>> start

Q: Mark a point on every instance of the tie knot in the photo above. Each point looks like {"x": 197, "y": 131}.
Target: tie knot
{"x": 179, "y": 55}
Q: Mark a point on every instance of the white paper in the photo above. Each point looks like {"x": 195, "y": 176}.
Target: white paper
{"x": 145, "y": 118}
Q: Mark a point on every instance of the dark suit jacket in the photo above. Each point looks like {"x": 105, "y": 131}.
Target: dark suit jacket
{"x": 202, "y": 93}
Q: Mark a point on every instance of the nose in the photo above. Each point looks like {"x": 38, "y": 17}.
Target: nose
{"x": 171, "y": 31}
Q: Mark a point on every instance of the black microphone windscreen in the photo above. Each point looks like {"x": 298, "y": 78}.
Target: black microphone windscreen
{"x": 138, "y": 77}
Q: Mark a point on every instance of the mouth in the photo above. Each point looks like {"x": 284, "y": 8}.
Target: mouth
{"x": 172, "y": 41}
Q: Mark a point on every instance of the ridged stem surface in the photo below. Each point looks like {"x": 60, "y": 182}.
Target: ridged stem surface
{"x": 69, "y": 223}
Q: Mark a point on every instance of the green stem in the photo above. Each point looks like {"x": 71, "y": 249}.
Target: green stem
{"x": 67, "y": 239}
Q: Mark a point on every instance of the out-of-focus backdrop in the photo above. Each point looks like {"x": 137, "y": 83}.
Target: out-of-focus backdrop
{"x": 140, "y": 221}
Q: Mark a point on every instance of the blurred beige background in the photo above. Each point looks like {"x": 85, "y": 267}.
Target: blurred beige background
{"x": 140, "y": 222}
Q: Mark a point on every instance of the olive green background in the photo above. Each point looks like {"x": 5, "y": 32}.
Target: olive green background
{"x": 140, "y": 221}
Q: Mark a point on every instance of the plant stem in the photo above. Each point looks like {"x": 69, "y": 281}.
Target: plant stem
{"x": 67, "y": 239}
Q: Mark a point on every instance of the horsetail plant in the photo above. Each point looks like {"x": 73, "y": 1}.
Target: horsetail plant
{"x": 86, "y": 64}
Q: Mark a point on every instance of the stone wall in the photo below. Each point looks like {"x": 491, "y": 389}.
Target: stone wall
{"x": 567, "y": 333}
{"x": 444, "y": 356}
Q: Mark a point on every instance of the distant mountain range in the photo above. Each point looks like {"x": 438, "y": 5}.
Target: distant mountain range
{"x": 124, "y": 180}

>> end

#### Exercise directions
Provide all the records again, word for word.

#### Response
Q: Mark a point on every instance of the tie knot in the photo above. Each point looks like {"x": 197, "y": 131}.
Target: tie knot
{"x": 179, "y": 55}
Q: Mark a point on every instance of the white paper in the photo above. Each point looks like {"x": 195, "y": 176}.
Target: white paper
{"x": 145, "y": 118}
Q: Mark a point on every instance of the dark suit jacket in the photo above. Each point looks like {"x": 105, "y": 131}.
Target: dark suit jacket
{"x": 202, "y": 93}
Q: Mark a point on every instance of the nose in the photo above. Each point looks like {"x": 38, "y": 17}.
Target: nose
{"x": 171, "y": 31}
Q: Mark a point on every instance of the black microphone windscreen in the photo above. Each point looks like {"x": 298, "y": 78}.
Target: black microphone windscreen
{"x": 138, "y": 77}
Q: Mark a point on every instance of the mouth in the photo above. Each point looks like {"x": 284, "y": 8}.
Target: mouth
{"x": 172, "y": 41}
Q: Mark a point on every instance of the ridged stem surface in the photo below. Each point looks like {"x": 60, "y": 182}.
Target: ridged stem surface
{"x": 69, "y": 223}
Q: Mark a point on every instance of the green stem in the photo above. Each point looks like {"x": 71, "y": 249}.
Target: green stem
{"x": 67, "y": 239}
Q: Mark a point on every instance of the out-of-focus backdrop in the photo above. Each point looks like {"x": 137, "y": 83}.
Target: out-of-focus backdrop
{"x": 140, "y": 221}
Q: Mark a point on every instance of the blurred beige background in the photo above. Each point looks like {"x": 85, "y": 267}.
Target: blurred beige background
{"x": 140, "y": 222}
Q: Mark a point on every instance of the olive green background in the photo above. Each point looks like {"x": 5, "y": 32}.
Target: olive green background
{"x": 140, "y": 221}
Q: Mark a point on every instance of the plant stem in the photo above. Each point looks like {"x": 69, "y": 281}.
Target: plant stem
{"x": 67, "y": 239}
Q: Mark a point on every instance of the horsetail plant in the photo above. Each point looks like {"x": 73, "y": 1}.
Target: horsetail plant
{"x": 86, "y": 64}
Q: Mark a point on every instance of the stone wall in the photo below. Each point looks like {"x": 491, "y": 389}.
Target: stone wall
{"x": 567, "y": 333}
{"x": 444, "y": 356}
Q: Mark a point on every instance of the distant mountain range in the photo above. Each point looks like {"x": 438, "y": 5}.
Target: distant mountain range
{"x": 124, "y": 180}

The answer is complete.